◆ WHAT TO WORK ON ◆
Show every line of the records that contains the string "dirt", matching case exactly.
Begin RECORDS FOR THE EXERCISE
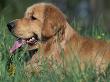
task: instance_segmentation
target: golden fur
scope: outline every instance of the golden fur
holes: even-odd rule
[[[32,16],[36,19],[32,20]],[[20,38],[36,34],[41,41],[29,46],[29,50],[41,49],[44,56],[51,55],[59,62],[62,50],[65,58],[75,54],[81,63],[91,61],[95,65],[107,65],[110,62],[110,44],[80,36],[68,24],[65,15],[52,4],[38,3],[29,7],[24,17],[16,20],[13,33]],[[33,55],[28,63],[36,64],[37,56],[37,53]]]

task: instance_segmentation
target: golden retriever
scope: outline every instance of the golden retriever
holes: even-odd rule
[[[9,31],[19,38],[10,52],[28,44],[32,58],[28,63],[37,63],[38,53],[45,57],[52,56],[61,62],[61,52],[64,58],[70,59],[78,55],[81,63],[90,61],[95,65],[108,65],[110,62],[110,44],[80,36],[66,20],[65,15],[50,3],[37,3],[27,8],[21,19],[7,24]]]

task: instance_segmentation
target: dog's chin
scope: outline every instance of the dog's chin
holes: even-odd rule
[[[38,50],[38,48],[39,48],[39,44],[38,43],[33,44],[33,45],[28,45],[28,50],[35,50],[35,49]]]

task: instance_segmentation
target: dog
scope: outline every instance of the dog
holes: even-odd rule
[[[110,44],[78,34],[63,12],[51,3],[30,6],[23,18],[13,20],[7,26],[18,38],[10,52],[28,45],[32,58],[27,63],[31,65],[37,63],[38,50],[39,54],[51,56],[58,62],[61,62],[62,51],[65,60],[78,55],[82,65],[89,61],[96,66],[106,67],[110,62]]]

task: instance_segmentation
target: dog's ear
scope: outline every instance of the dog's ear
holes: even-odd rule
[[[44,15],[44,23],[42,28],[43,37],[52,37],[59,30],[65,29],[66,18],[58,8],[54,7],[53,5],[47,5]]]

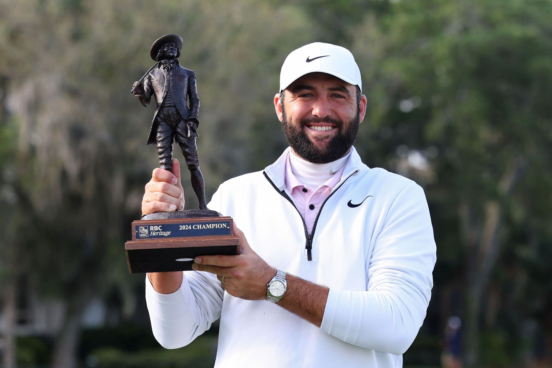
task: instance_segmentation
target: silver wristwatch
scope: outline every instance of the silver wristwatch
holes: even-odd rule
[[[279,301],[287,288],[285,272],[278,270],[276,272],[276,276],[267,284],[267,300],[273,303]]]

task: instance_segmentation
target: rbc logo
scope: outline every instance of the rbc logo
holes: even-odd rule
[[[147,226],[140,226],[138,227],[139,230],[140,231],[140,238],[147,238],[150,236],[147,231]]]

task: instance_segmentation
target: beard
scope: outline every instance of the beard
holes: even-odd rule
[[[298,156],[313,164],[327,164],[341,159],[348,152],[358,134],[360,120],[359,111],[357,111],[356,116],[346,124],[338,119],[322,119],[316,117],[301,120],[299,128],[288,120],[283,103],[282,104],[282,130],[288,144]],[[331,123],[336,125],[333,129],[337,129],[330,141],[320,148],[309,139],[303,129],[306,125],[316,123]]]

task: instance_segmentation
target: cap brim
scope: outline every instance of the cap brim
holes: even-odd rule
[[[309,71],[305,72],[302,74],[300,73],[298,75],[296,76],[294,76],[293,79],[291,80],[291,78],[290,78],[291,80],[290,80],[289,83],[286,82],[287,84],[285,87],[282,86],[280,86],[280,92],[281,92],[282,91],[289,87],[290,85],[291,85],[292,83],[298,80],[299,78],[301,78],[303,76],[306,75],[307,74],[310,74],[311,73],[316,73],[316,72],[326,73],[326,74],[330,74],[330,75],[333,75],[334,77],[337,77],[339,78],[342,81],[347,82],[350,85],[353,85],[353,86],[358,85],[358,84],[356,82],[352,80],[351,78],[349,78],[348,77],[347,77],[343,75],[343,74],[341,74],[341,73],[338,73],[337,72],[332,71],[330,70],[325,70],[323,69],[316,69],[314,70],[309,70]]]

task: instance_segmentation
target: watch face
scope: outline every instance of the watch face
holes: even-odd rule
[[[270,294],[275,297],[278,297],[284,295],[284,292],[285,291],[285,287],[284,286],[283,282],[277,280],[270,283],[268,290],[270,291]]]

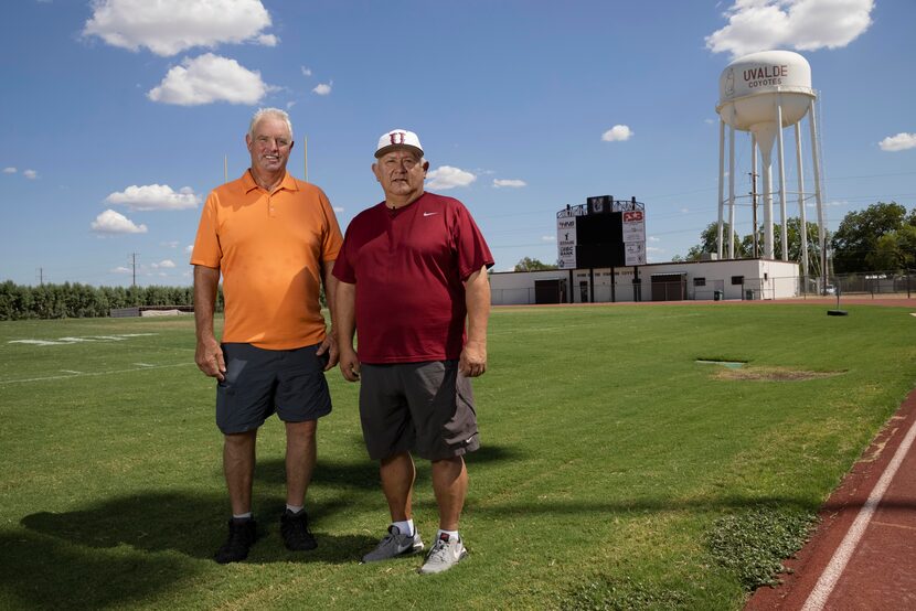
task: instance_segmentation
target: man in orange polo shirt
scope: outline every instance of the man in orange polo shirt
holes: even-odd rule
[[[292,149],[289,116],[258,110],[245,137],[252,167],[210,193],[191,255],[194,266],[195,361],[217,379],[216,424],[224,435],[223,470],[232,519],[217,562],[248,556],[257,538],[252,481],[257,429],[273,412],[286,426],[287,548],[308,550],[305,497],[316,461],[318,418],[331,411],[324,371],[338,361],[319,303],[342,237],[331,204],[313,184],[286,171]],[[223,277],[222,344],[213,332],[216,288]]]

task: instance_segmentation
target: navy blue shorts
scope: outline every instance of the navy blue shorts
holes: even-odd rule
[[[457,360],[362,363],[360,421],[373,460],[407,451],[443,460],[480,448],[471,380]]]
[[[216,426],[225,435],[255,430],[271,414],[284,422],[317,420],[331,412],[324,379],[328,353],[321,344],[294,350],[264,350],[225,343],[225,379],[216,384]]]

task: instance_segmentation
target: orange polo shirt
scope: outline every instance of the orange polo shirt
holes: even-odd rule
[[[206,199],[192,265],[223,275],[223,342],[290,350],[324,339],[321,266],[342,237],[324,192],[288,172],[268,193],[251,170]]]

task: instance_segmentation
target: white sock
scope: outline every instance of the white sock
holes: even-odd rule
[[[448,538],[455,537],[456,539],[460,539],[461,537],[458,536],[458,530],[443,530],[439,528],[439,532],[436,533],[436,540],[443,538],[443,534],[448,535]]]
[[[404,522],[392,522],[392,526],[397,526],[402,535],[407,535],[408,537],[414,536],[414,518]]]

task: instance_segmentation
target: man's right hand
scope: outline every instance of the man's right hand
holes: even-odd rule
[[[215,337],[198,340],[194,362],[210,377],[215,377],[220,382],[226,378],[226,363],[223,361],[223,349],[220,347],[220,342]]]
[[[348,382],[359,382],[360,360],[356,357],[356,352],[348,345],[341,345],[339,347],[340,373],[343,374],[344,379],[347,379]]]

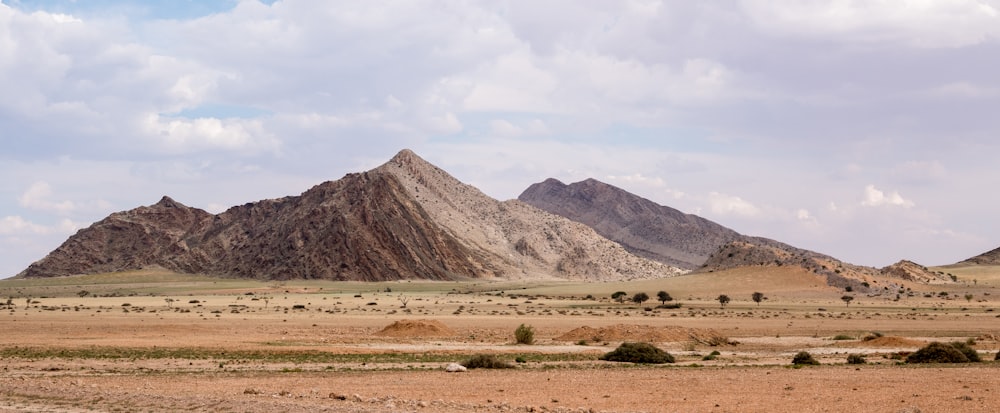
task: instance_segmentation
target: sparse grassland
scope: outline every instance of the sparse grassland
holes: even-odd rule
[[[294,412],[331,401],[345,411],[376,412],[476,411],[504,403],[511,411],[528,405],[666,408],[641,390],[649,386],[687,395],[671,410],[712,410],[716,404],[769,410],[819,397],[840,410],[898,411],[903,399],[903,407],[927,411],[993,411],[1000,402],[978,395],[991,394],[987,389],[1000,368],[992,361],[1000,351],[993,294],[1000,277],[949,271],[960,281],[978,278],[907,285],[898,300],[895,294],[857,295],[849,308],[840,301],[842,291],[791,270],[609,283],[275,282],[158,270],[3,280],[0,328],[7,333],[0,335],[0,386],[6,393],[0,411]],[[611,299],[616,291],[629,297],[667,291],[680,306],[617,302]],[[758,291],[767,297],[760,303],[752,299]],[[724,309],[716,301],[721,293],[732,297]],[[393,322],[419,319],[449,332],[379,334]],[[521,325],[531,328],[530,346],[512,338]],[[583,326],[617,335],[556,339]],[[654,344],[675,363],[639,367],[600,360],[622,342],[644,341],[629,334],[668,328],[711,330],[738,344],[670,336]],[[932,341],[964,343],[966,352],[989,361],[944,370],[900,365]],[[821,365],[789,369],[801,351]],[[442,370],[481,355],[517,363],[455,375]],[[709,379],[712,392],[684,387]],[[580,388],[580,380],[605,384]],[[864,383],[883,390],[865,391]],[[841,398],[845,392],[853,396]],[[753,399],[731,396],[738,394]]]

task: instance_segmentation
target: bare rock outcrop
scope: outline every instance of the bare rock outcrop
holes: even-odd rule
[[[956,265],[1000,265],[1000,248],[963,260]]]
[[[701,267],[720,245],[742,238],[715,222],[595,179],[566,185],[550,178],[518,199],[586,224],[636,255],[688,270]]]
[[[409,150],[299,196],[212,215],[164,197],[70,237],[18,277],[160,266],[256,279],[574,278],[678,269],[625,251],[589,227],[499,202]]]
[[[908,260],[902,260],[882,268],[882,275],[923,284],[950,284],[955,282],[955,280],[944,273],[931,271],[923,265]]]

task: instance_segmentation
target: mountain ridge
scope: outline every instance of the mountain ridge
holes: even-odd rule
[[[17,275],[160,266],[256,279],[653,278],[680,271],[589,227],[500,202],[410,150],[298,196],[212,215],[163,197],[84,228]]]

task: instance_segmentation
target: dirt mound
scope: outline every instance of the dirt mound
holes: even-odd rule
[[[913,339],[903,338],[903,337],[884,336],[884,337],[873,338],[871,340],[864,340],[864,341],[861,341],[861,342],[857,343],[856,345],[858,347],[892,347],[892,348],[896,348],[896,347],[921,347],[924,344],[927,344],[927,343],[924,342],[924,341],[913,340]]]
[[[559,341],[646,341],[653,343],[697,341],[708,345],[730,344],[726,336],[715,330],[678,326],[653,327],[648,325],[618,324],[594,328],[583,326],[556,337]]]
[[[437,320],[399,320],[375,334],[383,337],[447,337],[456,333]]]

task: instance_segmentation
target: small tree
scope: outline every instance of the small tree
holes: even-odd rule
[[[670,296],[670,293],[666,291],[660,291],[656,293],[656,299],[660,300],[660,304],[666,305],[667,301],[674,301],[674,297]]]
[[[840,297],[840,299],[841,299],[841,300],[844,300],[844,304],[845,304],[846,306],[850,307],[850,306],[851,306],[851,301],[853,301],[853,300],[854,300],[854,296],[853,296],[853,295],[847,295],[847,294],[844,294],[844,296],[843,296],[843,297]]]
[[[514,330],[514,340],[517,344],[533,344],[535,342],[535,328],[521,324]]]
[[[601,360],[627,363],[673,363],[674,356],[650,343],[622,343],[614,351],[601,356]]]
[[[792,364],[815,366],[819,364],[819,361],[816,361],[816,359],[813,358],[812,354],[809,354],[809,352],[800,351],[795,354],[795,357],[792,357]]]
[[[722,305],[722,308],[726,308],[726,304],[729,304],[730,298],[728,295],[721,294],[717,300],[719,300],[719,304]]]

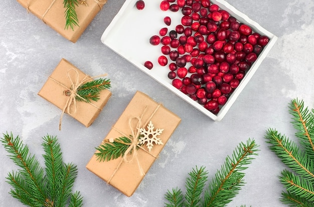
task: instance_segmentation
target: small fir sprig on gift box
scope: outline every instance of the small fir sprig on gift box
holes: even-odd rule
[[[63,162],[56,137],[47,135],[43,138],[45,168],[35,155],[30,154],[28,146],[19,136],[4,134],[0,140],[8,156],[20,168],[9,172],[7,182],[13,187],[10,194],[30,206],[82,206],[83,198],[79,192],[72,192],[77,175],[76,166]]]
[[[269,128],[265,136],[270,150],[290,168],[279,176],[286,190],[280,200],[290,206],[313,206],[314,110],[304,106],[303,100],[294,99],[289,112],[298,144],[274,128]]]
[[[111,86],[110,79],[100,78],[88,82],[81,84],[77,88],[75,99],[87,102],[90,102],[92,100],[97,102],[99,100],[99,92],[102,90],[110,88]],[[72,92],[70,90],[64,91],[66,96],[71,96]]]
[[[257,156],[258,146],[254,140],[246,144],[241,142],[231,156],[226,158],[224,164],[218,170],[214,178],[205,190],[208,172],[204,166],[196,166],[187,178],[185,194],[178,188],[168,190],[165,198],[167,207],[224,206],[231,202],[244,184],[243,172]],[[204,198],[202,198],[202,196]]]

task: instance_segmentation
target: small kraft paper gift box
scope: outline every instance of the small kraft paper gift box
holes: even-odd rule
[[[130,196],[181,121],[161,104],[137,91],[86,168]]]
[[[17,0],[23,7],[65,38],[75,42],[94,18],[101,10],[107,0],[79,1],[75,6],[79,26],[65,29],[66,18],[63,0]],[[79,2],[84,2],[80,4]]]
[[[59,130],[64,113],[69,114],[86,127],[92,124],[108,102],[111,92],[107,89],[103,89],[98,92],[96,101],[87,102],[82,96],[78,98],[76,95],[78,92],[73,92],[73,90],[75,88],[78,91],[79,87],[84,84],[90,83],[91,80],[94,80],[94,78],[106,76],[106,74],[103,74],[90,77],[66,60],[61,60],[38,92],[40,96],[63,110]],[[108,84],[106,88],[110,88],[110,80],[104,78],[98,80],[103,80],[103,83],[106,82]]]

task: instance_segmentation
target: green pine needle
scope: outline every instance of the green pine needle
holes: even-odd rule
End RECORDS FOR THE EXERCISE
◆ RESPONSE TO THIS TASK ◆
target: dirt mound
scope: outline every instance of the dirt mound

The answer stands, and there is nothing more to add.